Download file This essay is available here in Adobe Acrobat PDF format.

After failing to make it out of Senate committee in March, the future of the president’s Clear Skies bill is uncertain. While the bill contains some flaws, most of its opponents criticized the virtues of Clear Skies, thus making it more difficult to fix the real problems and to strike a compromise. There is still some hope that the bill will pass later this congressional session. In lieu of Clear Skies, the Environmental Protection Agency recently promulgated two administrative rules to tighten regulations on power plant air pollution. These rules are certain to be litigated and thus delayed. With Clear Skies, we get a greater guarantee that the air quality goals will be met, and we get greater regulatory certainty that leads to lower costs.

On March 9, the president’s Clear Skies bill failed to make it out of the Senate Environment and Public Works Committee for a floor vote. After contentious debate, the committee was evenly split and unable to resolve the deadlock. The prospects for the bill are now uncertain. Failure to pass the bill will be the capstone to a sad history for Clear Skies: The original bill, proposed by the president on February 14, 2002, was a sensible attempt to address important air pollution problems. While the original proposal certainly contained flaws, opponents frequently (and sometimes stridently) criticized the virtues of Clear Skies, thus diluting any reasonable attempts to fix the real problems and come to a compromise. Even more sadly, along the way the bill has been amended in a way that has detracted from its original virtues. The House Committee on Energy and Commerce is scheduled to begin debate of Clear Skies in April. Though not perfect, the bill still warrants approval by the House and re-consideration later this session in the Senate. For if Clear Skies fails to pass, then we will miss an opportunity to move away from the inflexible and costly approach we now take to environmental policy.
 
The Virtues of Clear Skies

Clear Skies is a sensible plan for improving air quality. Its very design is based on core economic principles: it sets firm limits on emissions from electric utilities yet allows plants flexibility in achieving these limits. Too often, our environmental statutes and regulations prescribe specific, restrictive technologies to polluters. By instead giving polluters flexibility in how to reach the pollution reduction targets, Clear Skies reduces the cost of improving air quality. With lower costs, it is possible to reduce pollution by more than is practicable using the inflexible regulatory means frequently in use today.[1]

Clear Skies relies on a market-based framework known as cap-and-trade. That framework, used with enormous success in the 1990 Clean Air Act’s Acid Rain Program, establishes annual caps on emissions from covered sources. The annual caps are set below current emission levels and decline over time. The Environmental Protection Agency (EPA) is charged with issuing pollution “allowances” equal to the cap level. Each polluter must own one allowance for each unit of annual emissions. Since the allowances permit an aggregate level of emissions lower than the current level, total pollution is reduced. The cost savings arise because of both intra- and inter-firm flexibility in meeting the caps. That is, firms have the flexibility to choose any means to reduce pollution to meet their allowance allocation (rather than being tied to a rigid EPA regulation), and firms have the flexibility to buy allowances from other firms, thus achieving pollution reduction at the firms that can do it more cheaply.

::::::::::

▶ **Directions for this task**
Please continue the Clear Skies essay from the point where it stops.

::::::::::

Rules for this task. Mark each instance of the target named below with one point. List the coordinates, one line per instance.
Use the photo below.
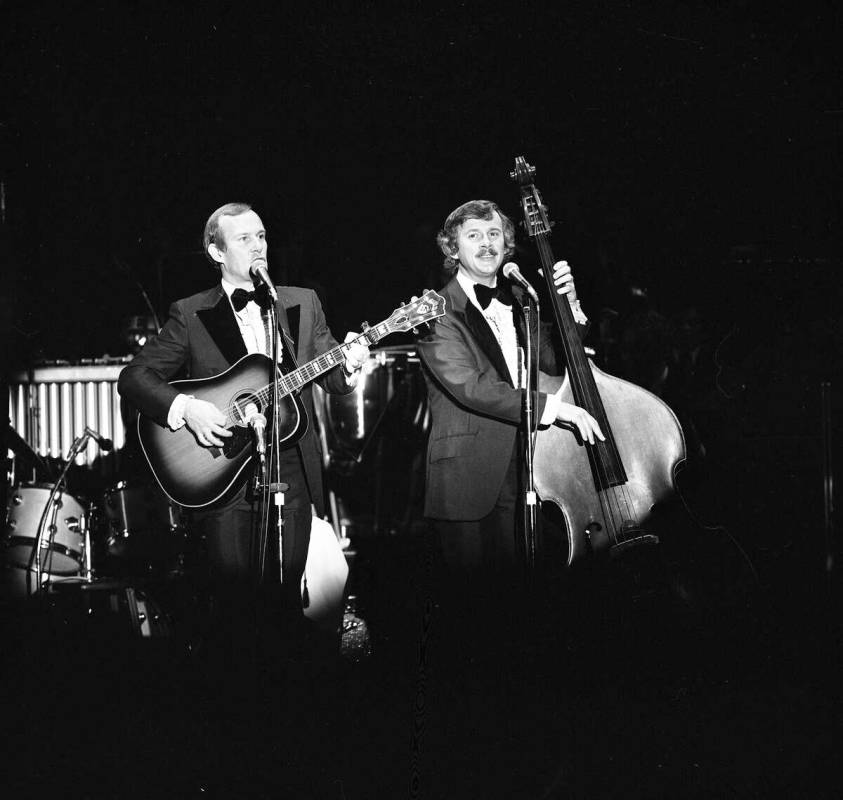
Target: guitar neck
(298, 378)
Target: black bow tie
(485, 294)
(240, 297)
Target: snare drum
(63, 537)
(389, 392)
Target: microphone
(259, 272)
(105, 444)
(257, 422)
(511, 271)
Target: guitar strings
(610, 501)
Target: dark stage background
(688, 152)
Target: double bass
(607, 491)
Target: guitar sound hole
(241, 403)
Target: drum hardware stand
(57, 487)
(264, 483)
(75, 448)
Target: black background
(690, 148)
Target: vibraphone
(52, 403)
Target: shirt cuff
(579, 315)
(351, 380)
(551, 409)
(175, 417)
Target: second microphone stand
(530, 497)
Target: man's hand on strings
(207, 422)
(581, 420)
(356, 356)
(563, 280)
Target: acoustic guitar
(195, 476)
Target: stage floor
(695, 684)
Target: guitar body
(196, 476)
(650, 443)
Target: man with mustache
(476, 388)
(204, 335)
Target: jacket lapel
(222, 326)
(480, 329)
(288, 324)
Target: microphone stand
(530, 497)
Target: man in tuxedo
(204, 335)
(476, 388)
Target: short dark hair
(473, 209)
(212, 226)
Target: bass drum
(140, 527)
(390, 395)
(63, 541)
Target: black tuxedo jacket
(475, 408)
(201, 339)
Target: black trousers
(492, 544)
(233, 545)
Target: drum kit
(373, 442)
(129, 542)
(57, 544)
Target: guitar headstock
(535, 212)
(523, 173)
(418, 311)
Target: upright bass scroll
(605, 491)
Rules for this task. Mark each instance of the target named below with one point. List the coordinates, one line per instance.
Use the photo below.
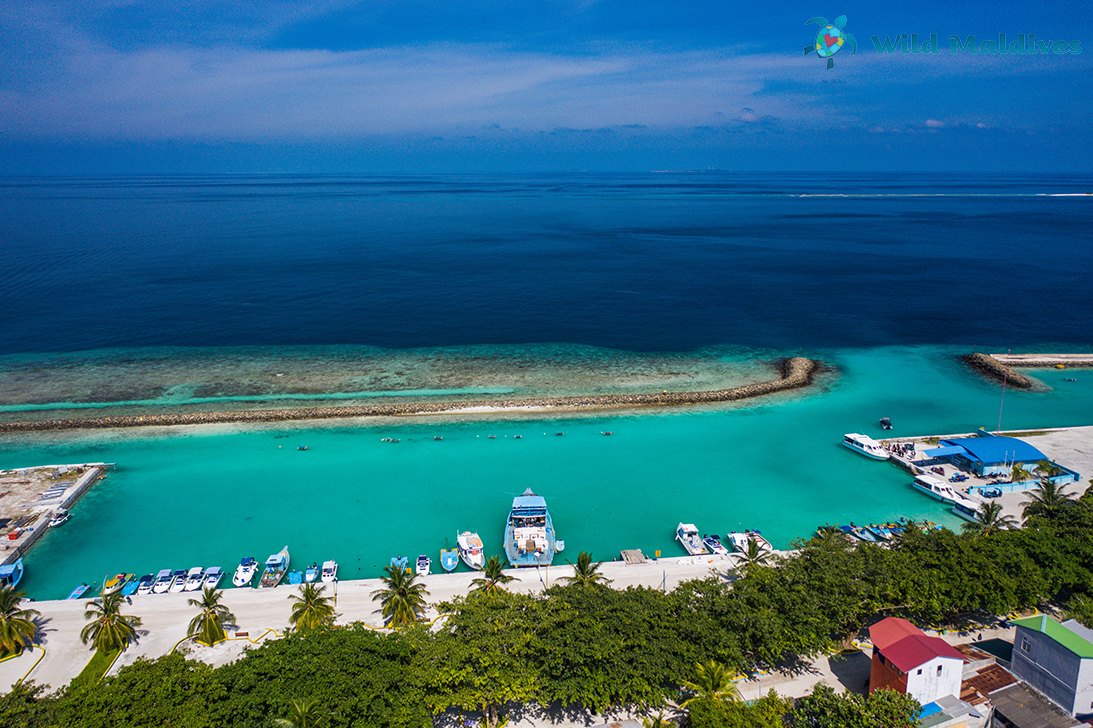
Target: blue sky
(485, 85)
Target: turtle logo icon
(831, 38)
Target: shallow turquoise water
(185, 500)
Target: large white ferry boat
(865, 445)
(529, 533)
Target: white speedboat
(470, 550)
(277, 565)
(865, 445)
(162, 582)
(177, 580)
(145, 584)
(329, 572)
(529, 531)
(424, 563)
(245, 572)
(688, 535)
(715, 546)
(195, 578)
(212, 577)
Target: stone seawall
(992, 367)
(796, 373)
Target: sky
(105, 86)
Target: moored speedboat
(11, 574)
(529, 532)
(162, 582)
(79, 591)
(470, 550)
(715, 546)
(195, 578)
(245, 572)
(688, 536)
(275, 567)
(115, 584)
(177, 580)
(329, 572)
(865, 445)
(212, 577)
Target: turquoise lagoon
(209, 496)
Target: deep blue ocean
(643, 262)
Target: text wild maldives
(1027, 45)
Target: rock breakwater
(796, 373)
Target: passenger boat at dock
(942, 491)
(865, 445)
(275, 567)
(688, 536)
(245, 572)
(11, 574)
(470, 550)
(529, 532)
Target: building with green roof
(1056, 659)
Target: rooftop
(1065, 634)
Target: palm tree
(312, 609)
(208, 626)
(109, 630)
(493, 578)
(402, 600)
(752, 556)
(1046, 500)
(712, 682)
(585, 573)
(306, 714)
(16, 625)
(990, 520)
(1019, 474)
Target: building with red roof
(907, 660)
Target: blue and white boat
(10, 574)
(529, 533)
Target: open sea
(145, 293)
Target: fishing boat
(245, 572)
(79, 591)
(11, 574)
(688, 535)
(865, 445)
(275, 567)
(195, 578)
(470, 550)
(329, 572)
(529, 532)
(115, 583)
(177, 580)
(162, 582)
(715, 546)
(145, 584)
(130, 587)
(213, 575)
(424, 565)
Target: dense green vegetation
(586, 646)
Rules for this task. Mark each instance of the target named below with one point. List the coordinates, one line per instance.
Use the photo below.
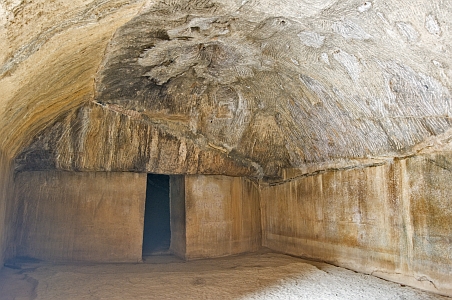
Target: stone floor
(262, 275)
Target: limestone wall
(5, 207)
(177, 215)
(393, 221)
(80, 216)
(222, 216)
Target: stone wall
(393, 221)
(5, 207)
(70, 216)
(222, 216)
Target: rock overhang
(268, 92)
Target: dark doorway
(157, 232)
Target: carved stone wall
(222, 216)
(73, 216)
(6, 208)
(393, 221)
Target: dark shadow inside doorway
(157, 232)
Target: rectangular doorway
(157, 229)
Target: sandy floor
(251, 276)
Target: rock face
(277, 92)
(261, 92)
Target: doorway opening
(157, 230)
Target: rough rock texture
(245, 88)
(6, 204)
(254, 276)
(393, 221)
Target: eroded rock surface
(262, 91)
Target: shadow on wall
(157, 231)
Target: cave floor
(262, 275)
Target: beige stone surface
(178, 244)
(255, 276)
(222, 216)
(393, 221)
(6, 207)
(68, 216)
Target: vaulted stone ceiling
(224, 87)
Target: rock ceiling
(239, 87)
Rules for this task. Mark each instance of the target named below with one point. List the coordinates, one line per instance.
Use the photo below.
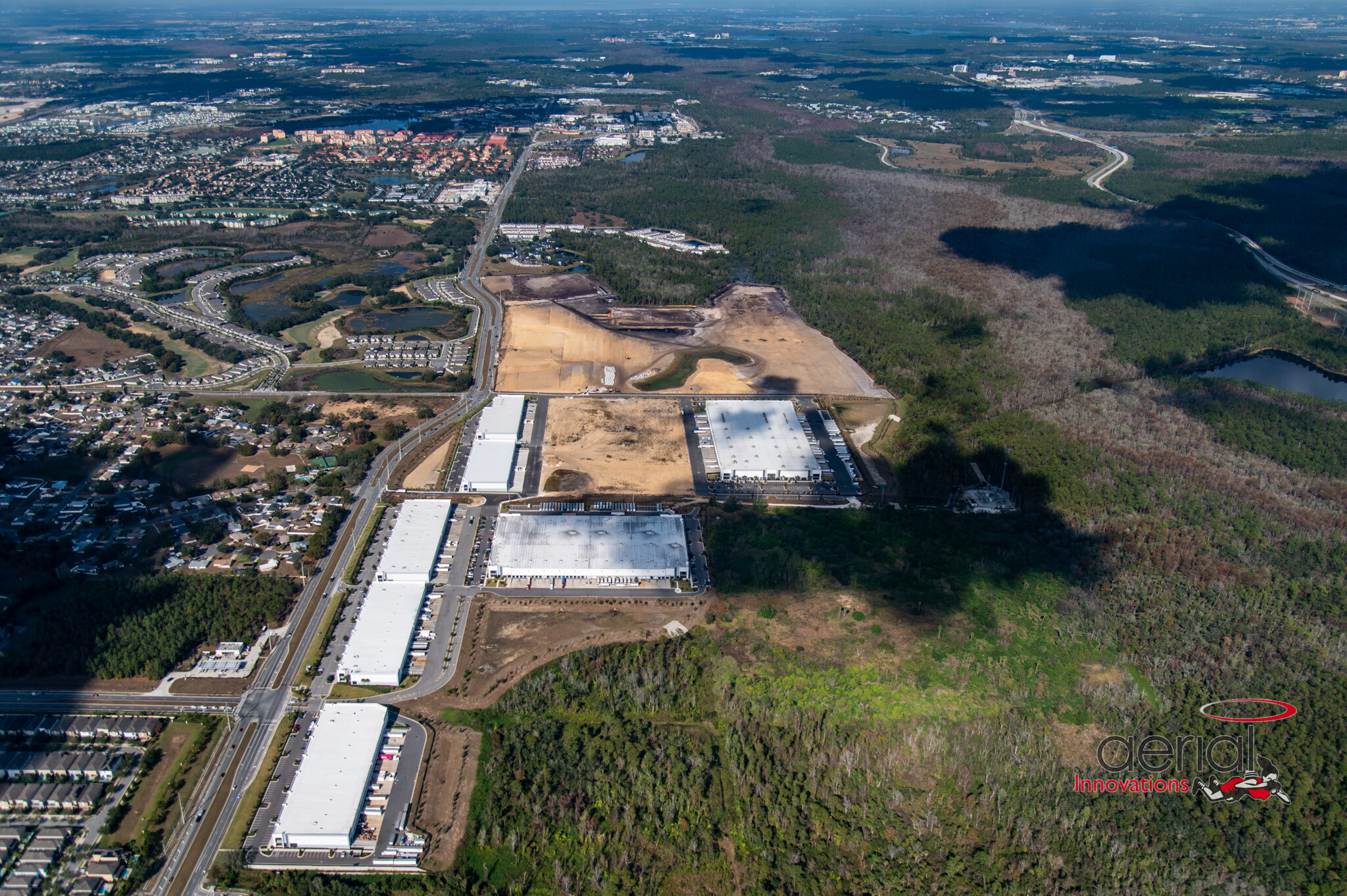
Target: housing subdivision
(589, 551)
(324, 807)
(380, 644)
(496, 460)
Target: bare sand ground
(714, 377)
(793, 357)
(446, 791)
(616, 447)
(426, 475)
(551, 349)
(328, 335)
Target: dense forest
(141, 626)
(641, 275)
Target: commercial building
(762, 440)
(415, 542)
(322, 809)
(616, 550)
(491, 460)
(376, 651)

::::::::::

▶ **Answer for the task**
For a cap-and-trade approach to work best, two main conditions should be met. First, the emissions should come from sources that are relatively easy to monitor. A cap-and-trade system for agricultural pesticide runoff would be difficult to monitor, and thus would be less effective. Second, the cost savings of trading allowances are more likely to result if there are many covered sources to serve as potential trading partners. A cap-and-trade system with only a few sources would not result in much cost savings and indeed may lead to anticompetitive features in the allowance market. Neither of these concerns is present in Clear Skies because it covers electric utilities, which are relatively easy to monitor and are numerous enough to lead to a rich trading market for allowances. What is more, the very simplicity of Clear Skies would require only minimal bureaucratic oversight.
 
Clear Skies sets annual caps on electric utility emissions of sulfur dioxide, nitrogen oxides, and mercury. There are separate caps for each of these pollutants, and each is capped in two phases. For sulfur dioxide, the first phase begins in 2010, when annual emission allowances are capped at 4.5 million tons (current annual emissions are approximately 11 million tons). The second-phase sulfur dioxide cap begins in 2018, when annual emission allowances are capped at 3 million tons. For nitrogen oxides, the first phase begins in 2008, when annual emission allowances are capped at 2.1 million tons (current annual emissions are approximately 5 million tons). The second-phase nitrogen oxides cap begins in 2018, when annual emission allowances are capped at 1.7 million tons. For mercury, the first phase begins in 2010, when annual emission allowances are capped at 34 tons (current annual emissions are approximately 48 tons). The second-phase mercury cap begins in 2018, when annual emission allowances are capped at 15 tons. In sum, the Clear Skies’ caps are set at approximately 70 percent below current electric utility emission levels. These represent substantial cuts--far greater than what has been achieved in the past using the existing Clean Air Act.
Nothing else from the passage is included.